Records for this exercise –
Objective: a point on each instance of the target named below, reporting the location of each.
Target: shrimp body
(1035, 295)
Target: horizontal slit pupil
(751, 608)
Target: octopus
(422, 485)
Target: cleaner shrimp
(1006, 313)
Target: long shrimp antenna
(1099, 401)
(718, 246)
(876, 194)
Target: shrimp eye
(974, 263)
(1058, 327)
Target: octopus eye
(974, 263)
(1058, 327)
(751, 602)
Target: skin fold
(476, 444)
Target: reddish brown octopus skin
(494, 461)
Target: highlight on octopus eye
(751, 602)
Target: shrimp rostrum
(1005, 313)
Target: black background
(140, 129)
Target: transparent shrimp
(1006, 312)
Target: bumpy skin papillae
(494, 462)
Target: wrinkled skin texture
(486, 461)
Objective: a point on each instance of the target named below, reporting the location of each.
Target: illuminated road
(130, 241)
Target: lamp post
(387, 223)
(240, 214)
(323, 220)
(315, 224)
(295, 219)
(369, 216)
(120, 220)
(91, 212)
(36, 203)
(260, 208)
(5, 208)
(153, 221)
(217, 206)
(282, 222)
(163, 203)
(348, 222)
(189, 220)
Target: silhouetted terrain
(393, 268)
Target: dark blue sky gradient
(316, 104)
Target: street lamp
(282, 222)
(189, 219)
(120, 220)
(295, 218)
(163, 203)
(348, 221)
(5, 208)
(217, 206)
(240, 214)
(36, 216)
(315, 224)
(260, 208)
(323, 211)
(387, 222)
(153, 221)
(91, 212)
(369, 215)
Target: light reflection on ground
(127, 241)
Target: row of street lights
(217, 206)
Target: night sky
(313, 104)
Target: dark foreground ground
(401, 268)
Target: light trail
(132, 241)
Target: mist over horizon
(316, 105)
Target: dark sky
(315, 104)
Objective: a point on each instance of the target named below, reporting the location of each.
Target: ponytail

Task brief –
Rewrite the stretch from the line containing "Target: lamp post" through the end of the data, substituting "fog" for "mist" and leaving every other part of those lines unchanged.

Written answer –
Target: lamp post
(387, 223)
(240, 214)
(323, 220)
(315, 224)
(295, 219)
(369, 216)
(120, 220)
(91, 212)
(36, 203)
(260, 208)
(5, 208)
(153, 221)
(217, 206)
(282, 222)
(163, 203)
(348, 222)
(189, 220)
Target: silhouetted terrain
(393, 268)
Target: dark blue sky gradient
(316, 104)
Target: street lamp
(282, 222)
(189, 219)
(120, 220)
(295, 218)
(163, 203)
(348, 221)
(5, 208)
(217, 206)
(240, 214)
(36, 216)
(315, 224)
(260, 208)
(323, 211)
(387, 222)
(153, 221)
(91, 212)
(369, 215)
Target: light reflection on ground
(127, 241)
Target: row of street lights
(217, 206)
Target: night sky
(313, 104)
Target: dark foreground ground
(401, 268)
Target: light trail
(132, 241)
Target: fog over horizon
(316, 105)
Target: dark sky
(315, 104)
Objective: a point on each instance of the target named below, reporting the location of each.
Target: ponytail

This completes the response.